### [Objective]
Copy out the passage on the four tests facing the United States in full, word for word.

### [Text section]
This period when conventional wisdom and established institutions are being called into question is disorienting, yet it is also an opportunity to think about what might come next, and how to build what we need to succeed in the next era. Former United States Ambassador Daniel Baer suggests that we are living through an unsettling transition moment, and lays out the four tests faced by the United States in the next ten years that will determine whether it succeeds over the next fifty. These are: scale; investment; fairness; and identity.
The first two tests are familiar to strategists but are poised to take on new forms in the post-US hegemony world. A country has to think about the impact of scale differently when its population and economy are shrinking in relative terms rather than growing. And while of course investment is essential to productivity growth and economic competitiveness, investment in human beings themselves matters more than it ever has.
The second pair of tests will strike readers as unusual for a book about international competition and geopolitics but are crucial to the function and success of the United States as a political entity. Fairness, in perception and in practice, is essential to sustaining the U.S. economic and political systems domestically and to building U.S. international political influence as U.S. relative military dominance declines. When the Founders signed a document that held up the entitlement of each person not only to life and liberty but also to "the pursuit of happiness," they recognized that one of democracy's ends was its citizens' pursuit of a meaningful life of their own choosing - a life consistent with their own understandings of themselves and their place in their community. Identity, and minimum sense of security in it, is not just a core element of the moral purpose of democracy; it is a prerequisite for the process of democracy, and for our ability to fulfil our roles as democratic citizens.
Each of these tests requires us to take steps at home to strengthen our position abroad. While the challenges that loom are significant, for each test there remain comparative advantages which the U.S. can draw upon, and that some of our most vexing competitors lack. The four tests demand changes in behavior and culture - from politicians, corporate leaders, and citizens. But if we meet these tests, then we can be confident of America's place in the world and of future generations' reasonable expectations of a better life. The question is not whether we can succeed, but whether we will.

### [Dataset records]
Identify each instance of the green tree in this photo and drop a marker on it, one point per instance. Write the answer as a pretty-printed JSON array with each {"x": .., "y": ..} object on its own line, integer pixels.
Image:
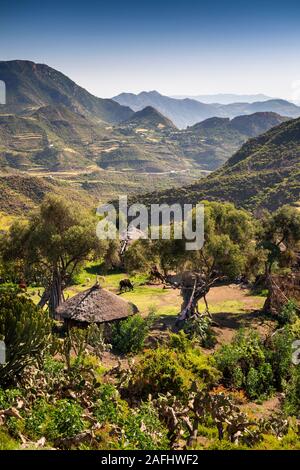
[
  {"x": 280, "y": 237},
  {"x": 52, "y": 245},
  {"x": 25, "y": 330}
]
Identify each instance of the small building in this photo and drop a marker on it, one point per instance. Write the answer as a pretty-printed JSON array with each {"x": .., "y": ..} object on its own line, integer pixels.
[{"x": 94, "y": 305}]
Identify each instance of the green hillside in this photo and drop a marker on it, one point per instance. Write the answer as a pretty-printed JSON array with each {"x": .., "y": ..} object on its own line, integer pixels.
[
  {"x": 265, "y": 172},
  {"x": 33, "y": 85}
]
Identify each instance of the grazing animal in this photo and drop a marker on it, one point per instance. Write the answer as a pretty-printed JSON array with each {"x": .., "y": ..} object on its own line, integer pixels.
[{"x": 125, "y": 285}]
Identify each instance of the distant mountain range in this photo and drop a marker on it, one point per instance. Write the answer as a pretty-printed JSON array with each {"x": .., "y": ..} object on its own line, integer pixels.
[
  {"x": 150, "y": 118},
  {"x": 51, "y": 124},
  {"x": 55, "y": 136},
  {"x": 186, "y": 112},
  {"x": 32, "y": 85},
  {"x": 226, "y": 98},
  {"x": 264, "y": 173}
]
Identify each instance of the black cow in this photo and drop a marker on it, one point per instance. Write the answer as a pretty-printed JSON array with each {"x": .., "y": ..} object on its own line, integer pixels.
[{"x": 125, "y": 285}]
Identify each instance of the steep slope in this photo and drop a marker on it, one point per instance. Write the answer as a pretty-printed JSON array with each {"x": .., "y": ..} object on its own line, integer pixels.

### [Response to the task]
This period when conventional wisdom and established institutions are being called into question is disorienting, yet it is also an opportunity to think about what might come next, and how to build what we need to succeed in the next era. Former United States Ambassador Daniel Baer suggests that we are living through an unsettling transition moment, and lays out the four tests faced by the United States in the next ten years that will determine whether it succeeds over the next fifty. These are: scale; investment; fairness; and identity.
The first two tests are familiar to strategists but are poised to take on new forms in the post-US hegemony world. A country has to think about the impact of scale differently when its population and economy are shrinking in relative terms rather than growing. And while of course investment is essential to productivity growth and economic competitiveness, investment in human beings themselves matters more than it ever has.
The second pair of tests will strike readers as unusual for a book about international competition and geopolitics but are crucial to the function and success of the United States as a political entity. Fairness, in perception and in practice, is essential to sustaining the U.S. economic and political systems domestically and to building U.S. international political influence as U.S. relative military dominance declines. When the Founders signed a document that held up the entitlement of each person not only to life and liberty but also to "the pursuit of happiness," they recognized that one of democracy's ends was its citizens' pursuit of a meaningful life of their own choosing - a life consistent with their own understandings of themselves and their place in their community. Identity, and minimum sense of security in it, is not just a core element of the moral purpose of democracy; it is a prerequisite for the process of democracy, and for our ability to fulfil our roles as democratic citizens.
Each of these tests requires us to take steps at home to strengthen our position abroad. While the challenges that loom are significant, for each test there remain comparative advantages which the U.S. can draw upon, and that some of our most vexing competitors lack. The four tests demand changes in behavior and culture - from politicians, corporate leaders, and citizens. But if we meet these tests, then we can be confident of America's place in the world and of future generations' reasonable expectations of a better life. The question is not whether we can succeed, but whether we will.